= Directions =
The answer is the full set of records, given again exactly and without images.

= Task inputs =
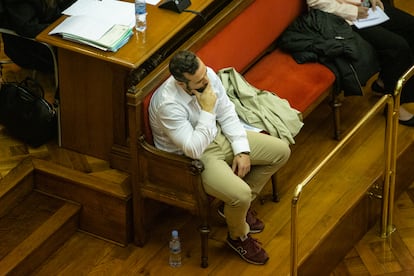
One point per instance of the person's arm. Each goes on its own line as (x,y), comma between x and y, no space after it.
(232,129)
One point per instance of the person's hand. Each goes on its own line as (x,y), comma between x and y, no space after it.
(362,12)
(241,164)
(207,99)
(376,3)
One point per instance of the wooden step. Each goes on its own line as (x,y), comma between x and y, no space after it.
(33,230)
(335,211)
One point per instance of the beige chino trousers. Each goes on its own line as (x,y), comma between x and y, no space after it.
(268,154)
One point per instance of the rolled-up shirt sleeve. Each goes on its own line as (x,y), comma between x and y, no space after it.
(191,139)
(347,9)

= Output for this task =
One point per instance of the person's arm. Each goes on its own line as (x,y), comma between x and y, no space after it.
(232,129)
One point per instance of the person's hand. Each goes on its own line as (x,y), comma between x and y, no space after it.
(362,12)
(241,164)
(207,99)
(376,3)
One point per instance of the wooden step. Each goes on its own line as (x,y), comma between x and y, no space after it.
(33,230)
(335,211)
One point per instance of the beige chino trousers. Each goes on its own line as (x,y), comma between x and y, no space after it.
(268,154)
One point per instance of the rolled-up shirt sleeve. Each goes on its own line as (x,y), comma between x and y, no space after it.
(191,139)
(347,9)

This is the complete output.